EXERCISE DESCRIPTION
Your task is to work out how many lines in the data that follows hold "clicks" and to state that number alone.

DATA TO PROCESS
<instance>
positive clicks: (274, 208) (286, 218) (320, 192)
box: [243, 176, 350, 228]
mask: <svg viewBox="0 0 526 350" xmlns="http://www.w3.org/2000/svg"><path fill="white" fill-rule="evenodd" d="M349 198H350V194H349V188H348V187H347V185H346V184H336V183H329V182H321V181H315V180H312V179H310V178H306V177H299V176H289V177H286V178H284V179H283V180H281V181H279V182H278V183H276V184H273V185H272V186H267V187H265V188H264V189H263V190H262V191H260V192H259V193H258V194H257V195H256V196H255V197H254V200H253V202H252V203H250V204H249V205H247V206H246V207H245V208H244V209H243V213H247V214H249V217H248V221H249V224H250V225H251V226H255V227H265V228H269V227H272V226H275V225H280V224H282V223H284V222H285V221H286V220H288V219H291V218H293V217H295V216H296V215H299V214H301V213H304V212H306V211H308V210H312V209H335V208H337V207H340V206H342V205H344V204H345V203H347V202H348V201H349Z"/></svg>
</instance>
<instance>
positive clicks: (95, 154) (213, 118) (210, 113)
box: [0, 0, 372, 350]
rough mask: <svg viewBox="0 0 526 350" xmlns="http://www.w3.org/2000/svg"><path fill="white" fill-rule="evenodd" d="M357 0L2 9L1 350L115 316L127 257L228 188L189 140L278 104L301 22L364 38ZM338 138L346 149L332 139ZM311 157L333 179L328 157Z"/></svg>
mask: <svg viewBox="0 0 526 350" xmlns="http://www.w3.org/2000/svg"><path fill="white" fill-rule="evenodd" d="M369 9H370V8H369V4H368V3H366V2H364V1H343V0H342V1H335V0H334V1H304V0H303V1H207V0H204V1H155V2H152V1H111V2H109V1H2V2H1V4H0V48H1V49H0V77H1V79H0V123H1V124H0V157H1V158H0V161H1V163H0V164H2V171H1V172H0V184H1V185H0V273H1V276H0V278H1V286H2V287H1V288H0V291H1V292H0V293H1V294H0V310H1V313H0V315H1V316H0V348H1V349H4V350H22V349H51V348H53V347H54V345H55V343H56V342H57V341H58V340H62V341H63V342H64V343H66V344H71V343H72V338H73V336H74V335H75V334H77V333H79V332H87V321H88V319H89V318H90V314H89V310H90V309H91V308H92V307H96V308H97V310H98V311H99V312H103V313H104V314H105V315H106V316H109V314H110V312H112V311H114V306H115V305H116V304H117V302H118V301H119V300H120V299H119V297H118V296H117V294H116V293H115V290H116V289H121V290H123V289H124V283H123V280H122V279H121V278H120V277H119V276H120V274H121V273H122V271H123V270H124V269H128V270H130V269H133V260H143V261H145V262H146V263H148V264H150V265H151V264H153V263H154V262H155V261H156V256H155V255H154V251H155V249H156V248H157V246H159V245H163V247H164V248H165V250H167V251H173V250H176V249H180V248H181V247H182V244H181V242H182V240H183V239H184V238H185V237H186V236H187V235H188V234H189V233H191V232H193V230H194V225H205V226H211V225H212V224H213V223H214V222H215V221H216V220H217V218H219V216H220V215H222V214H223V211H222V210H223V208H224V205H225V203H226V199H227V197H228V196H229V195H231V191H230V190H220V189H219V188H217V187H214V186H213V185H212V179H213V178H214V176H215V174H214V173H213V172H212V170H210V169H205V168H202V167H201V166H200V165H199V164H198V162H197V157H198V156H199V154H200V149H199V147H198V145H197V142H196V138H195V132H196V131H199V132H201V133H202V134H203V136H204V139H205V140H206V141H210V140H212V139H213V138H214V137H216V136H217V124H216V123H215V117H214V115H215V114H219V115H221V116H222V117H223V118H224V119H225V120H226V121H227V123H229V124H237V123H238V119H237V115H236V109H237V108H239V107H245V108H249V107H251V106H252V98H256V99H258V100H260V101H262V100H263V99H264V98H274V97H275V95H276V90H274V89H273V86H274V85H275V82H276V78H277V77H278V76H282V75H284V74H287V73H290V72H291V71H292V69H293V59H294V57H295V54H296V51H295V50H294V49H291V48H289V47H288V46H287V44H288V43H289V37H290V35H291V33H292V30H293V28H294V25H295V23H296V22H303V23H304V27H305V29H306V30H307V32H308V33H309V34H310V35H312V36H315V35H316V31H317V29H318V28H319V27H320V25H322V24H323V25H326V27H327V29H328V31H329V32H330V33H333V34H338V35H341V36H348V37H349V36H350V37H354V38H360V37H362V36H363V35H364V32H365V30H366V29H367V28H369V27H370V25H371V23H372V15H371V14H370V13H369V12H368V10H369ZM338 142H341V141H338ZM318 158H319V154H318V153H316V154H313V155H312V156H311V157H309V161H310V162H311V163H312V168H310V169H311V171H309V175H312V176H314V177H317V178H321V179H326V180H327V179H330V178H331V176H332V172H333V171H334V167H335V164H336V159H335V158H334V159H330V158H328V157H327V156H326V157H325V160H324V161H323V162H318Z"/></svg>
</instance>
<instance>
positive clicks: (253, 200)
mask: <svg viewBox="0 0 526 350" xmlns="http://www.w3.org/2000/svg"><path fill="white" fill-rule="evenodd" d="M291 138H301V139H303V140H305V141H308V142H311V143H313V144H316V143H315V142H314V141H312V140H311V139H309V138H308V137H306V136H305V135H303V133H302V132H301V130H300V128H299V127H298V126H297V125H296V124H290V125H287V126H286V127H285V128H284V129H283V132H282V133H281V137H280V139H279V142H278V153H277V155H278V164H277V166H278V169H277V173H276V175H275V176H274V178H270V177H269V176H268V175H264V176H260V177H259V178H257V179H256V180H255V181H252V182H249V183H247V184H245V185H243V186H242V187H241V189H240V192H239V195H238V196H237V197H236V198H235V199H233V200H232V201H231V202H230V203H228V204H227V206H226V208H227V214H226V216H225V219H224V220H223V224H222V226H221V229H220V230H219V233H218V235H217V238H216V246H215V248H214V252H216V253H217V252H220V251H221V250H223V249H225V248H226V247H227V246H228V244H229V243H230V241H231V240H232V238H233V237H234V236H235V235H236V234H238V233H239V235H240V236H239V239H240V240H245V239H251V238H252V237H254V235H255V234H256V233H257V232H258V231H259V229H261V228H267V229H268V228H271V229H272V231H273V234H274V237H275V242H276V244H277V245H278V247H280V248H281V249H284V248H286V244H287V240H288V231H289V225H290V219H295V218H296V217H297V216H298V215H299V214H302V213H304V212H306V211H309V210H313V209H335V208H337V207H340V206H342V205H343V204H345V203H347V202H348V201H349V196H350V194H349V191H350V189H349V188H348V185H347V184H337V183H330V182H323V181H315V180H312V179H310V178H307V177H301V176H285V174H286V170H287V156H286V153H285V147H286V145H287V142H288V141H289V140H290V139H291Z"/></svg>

ANSWER SECTION
3